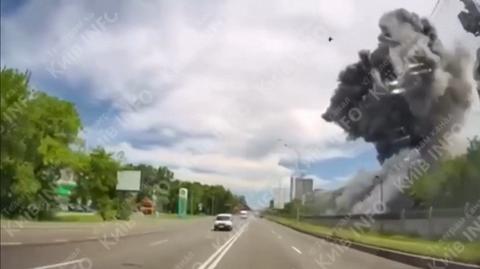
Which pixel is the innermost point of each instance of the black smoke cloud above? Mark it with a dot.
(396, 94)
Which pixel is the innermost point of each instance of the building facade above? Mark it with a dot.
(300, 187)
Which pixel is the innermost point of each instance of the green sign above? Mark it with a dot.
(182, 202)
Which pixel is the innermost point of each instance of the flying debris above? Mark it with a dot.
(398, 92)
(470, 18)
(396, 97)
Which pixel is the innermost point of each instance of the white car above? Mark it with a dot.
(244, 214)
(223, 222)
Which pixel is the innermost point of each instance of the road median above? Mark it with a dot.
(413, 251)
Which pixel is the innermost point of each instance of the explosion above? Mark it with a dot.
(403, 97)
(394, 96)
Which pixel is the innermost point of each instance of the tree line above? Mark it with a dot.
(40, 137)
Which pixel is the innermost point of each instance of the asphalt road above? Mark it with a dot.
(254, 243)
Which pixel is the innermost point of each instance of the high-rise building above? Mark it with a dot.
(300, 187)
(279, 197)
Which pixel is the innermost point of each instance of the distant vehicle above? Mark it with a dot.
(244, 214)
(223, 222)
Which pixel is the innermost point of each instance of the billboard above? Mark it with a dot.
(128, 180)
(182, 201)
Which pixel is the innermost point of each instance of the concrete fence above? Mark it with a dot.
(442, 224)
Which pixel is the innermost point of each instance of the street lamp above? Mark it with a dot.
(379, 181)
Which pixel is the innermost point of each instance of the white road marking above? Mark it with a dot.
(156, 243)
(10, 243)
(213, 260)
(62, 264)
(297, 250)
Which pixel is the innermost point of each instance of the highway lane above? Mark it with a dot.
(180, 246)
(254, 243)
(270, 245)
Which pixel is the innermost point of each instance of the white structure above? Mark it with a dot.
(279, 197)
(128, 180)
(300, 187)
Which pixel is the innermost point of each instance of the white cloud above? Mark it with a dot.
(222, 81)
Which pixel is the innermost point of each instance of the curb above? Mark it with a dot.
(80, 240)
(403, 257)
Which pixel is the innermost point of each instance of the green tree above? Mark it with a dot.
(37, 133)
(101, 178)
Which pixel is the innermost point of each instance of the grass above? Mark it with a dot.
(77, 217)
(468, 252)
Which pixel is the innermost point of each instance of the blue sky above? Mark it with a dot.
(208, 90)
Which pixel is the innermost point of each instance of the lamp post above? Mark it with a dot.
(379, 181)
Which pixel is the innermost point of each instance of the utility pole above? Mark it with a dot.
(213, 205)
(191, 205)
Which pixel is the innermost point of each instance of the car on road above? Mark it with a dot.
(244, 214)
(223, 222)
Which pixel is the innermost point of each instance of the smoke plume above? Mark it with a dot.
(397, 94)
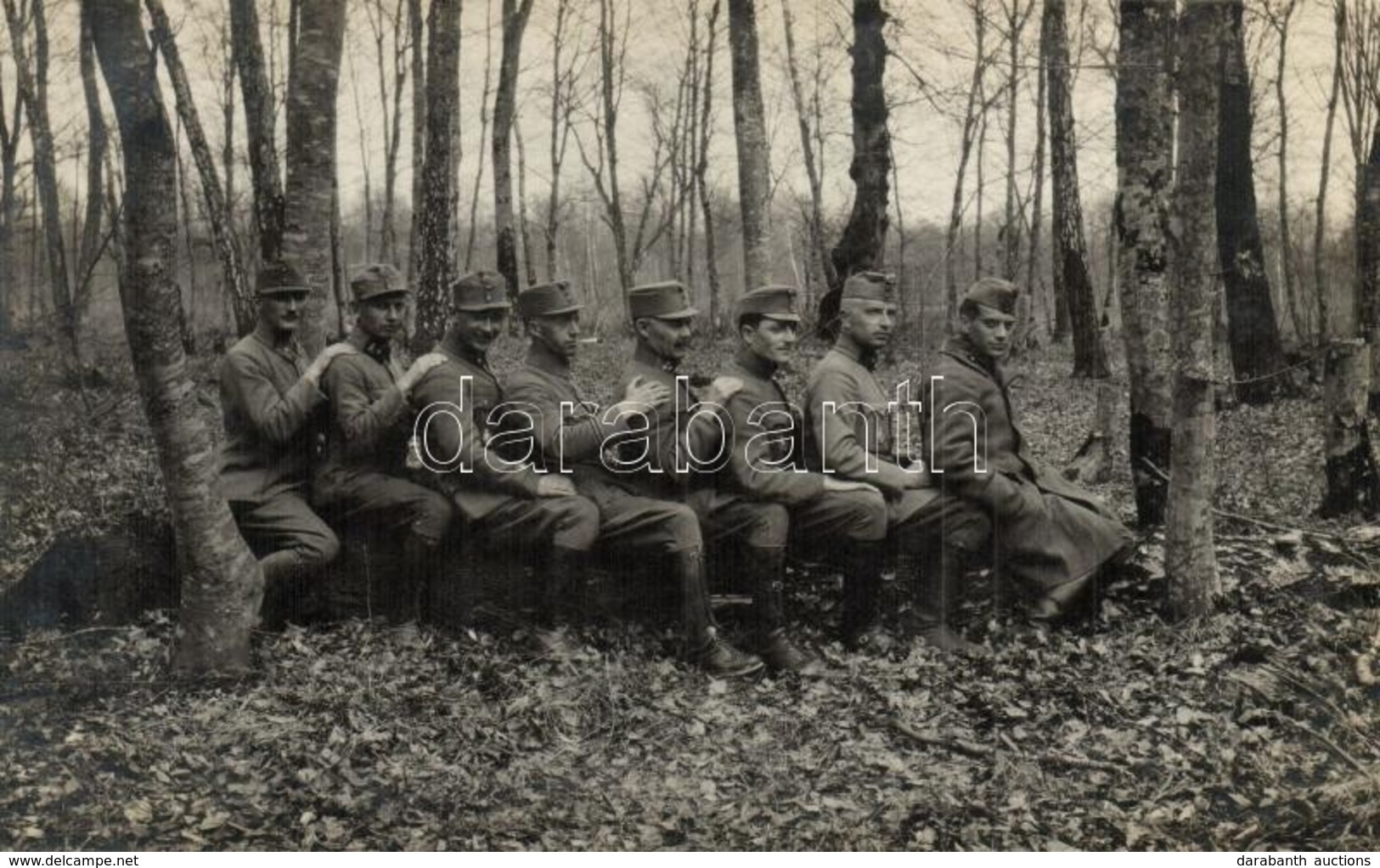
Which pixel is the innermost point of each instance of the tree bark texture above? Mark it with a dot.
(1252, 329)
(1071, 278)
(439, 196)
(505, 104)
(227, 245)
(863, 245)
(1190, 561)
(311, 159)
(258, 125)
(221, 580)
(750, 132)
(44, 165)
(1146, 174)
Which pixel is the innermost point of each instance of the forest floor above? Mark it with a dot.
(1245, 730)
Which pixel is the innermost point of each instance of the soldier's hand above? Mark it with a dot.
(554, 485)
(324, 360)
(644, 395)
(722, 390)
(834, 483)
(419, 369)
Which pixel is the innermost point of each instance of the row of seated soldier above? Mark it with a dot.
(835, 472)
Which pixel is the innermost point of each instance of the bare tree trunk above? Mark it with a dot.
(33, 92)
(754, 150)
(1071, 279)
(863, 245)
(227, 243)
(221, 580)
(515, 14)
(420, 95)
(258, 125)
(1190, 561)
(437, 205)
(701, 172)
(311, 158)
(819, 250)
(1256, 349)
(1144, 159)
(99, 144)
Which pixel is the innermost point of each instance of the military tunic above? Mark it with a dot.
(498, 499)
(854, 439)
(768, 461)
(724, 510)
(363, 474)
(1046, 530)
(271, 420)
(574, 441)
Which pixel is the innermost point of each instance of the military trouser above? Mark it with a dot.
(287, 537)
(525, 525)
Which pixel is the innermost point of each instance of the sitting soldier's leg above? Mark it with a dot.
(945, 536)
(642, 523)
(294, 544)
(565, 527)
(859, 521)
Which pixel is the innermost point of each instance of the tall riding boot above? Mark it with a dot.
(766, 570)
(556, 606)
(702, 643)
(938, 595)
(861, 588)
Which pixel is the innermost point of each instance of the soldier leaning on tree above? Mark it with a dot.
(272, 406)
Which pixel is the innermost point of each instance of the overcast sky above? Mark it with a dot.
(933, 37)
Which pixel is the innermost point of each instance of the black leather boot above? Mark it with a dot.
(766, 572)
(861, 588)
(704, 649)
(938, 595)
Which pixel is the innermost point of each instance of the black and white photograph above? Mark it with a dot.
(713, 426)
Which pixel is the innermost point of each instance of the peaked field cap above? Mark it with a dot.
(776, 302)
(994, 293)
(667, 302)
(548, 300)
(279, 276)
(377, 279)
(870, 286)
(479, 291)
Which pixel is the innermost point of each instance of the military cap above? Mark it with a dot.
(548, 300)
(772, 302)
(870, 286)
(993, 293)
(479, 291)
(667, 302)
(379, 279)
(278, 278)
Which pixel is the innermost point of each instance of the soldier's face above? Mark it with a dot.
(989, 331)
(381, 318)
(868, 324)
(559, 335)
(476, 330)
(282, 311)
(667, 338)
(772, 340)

|---|

### Objective
Transcribe, word for word, every line from the one containing "trouser above? Mark it with a dot." through the final line of the entries, and nothing else.

### Solution
Which pixel is the innermost point of each instance of the military trouser above? Mark it with a dot.
(287, 537)
(525, 525)
Which pixel is the innermost point of each instance of the sitting soldier's leg above? Mark it with a dot.
(945, 536)
(642, 523)
(294, 544)
(565, 527)
(859, 521)
Which pixel is the innermost point of each instance of the tall riding boot above? Mark it with a dot.
(766, 570)
(556, 606)
(702, 643)
(938, 595)
(861, 588)
Which pixel is the innermost point of each instance of the soldier leaning on tree above? Mark it with a dot.
(272, 406)
Which pixel is the innermost point of each instance of the overcast sky above? Mark it with a dot.
(933, 37)
Which pixel is the innermost point of each instance of the black leather boot above? Mark it with a dot.
(766, 572)
(861, 588)
(704, 649)
(938, 595)
Which pixel is the innermost point of each instance of the black and white photograph above? Mark it with a dot.
(713, 426)
Which pixel is the innermost point of each instance of the peaked field cap above? Mark it with a dot.
(776, 302)
(994, 293)
(667, 302)
(548, 300)
(279, 276)
(377, 279)
(870, 286)
(479, 291)
Which pixel is the innermost point of each instance of the military cap above? Mark it with a dot.
(548, 300)
(772, 302)
(870, 286)
(993, 293)
(479, 291)
(667, 302)
(379, 279)
(278, 278)
Which pixel is the innermost point of each instance of the soldier's face above? Mark it with a dot.
(989, 331)
(381, 318)
(868, 324)
(559, 335)
(476, 330)
(282, 311)
(667, 338)
(772, 340)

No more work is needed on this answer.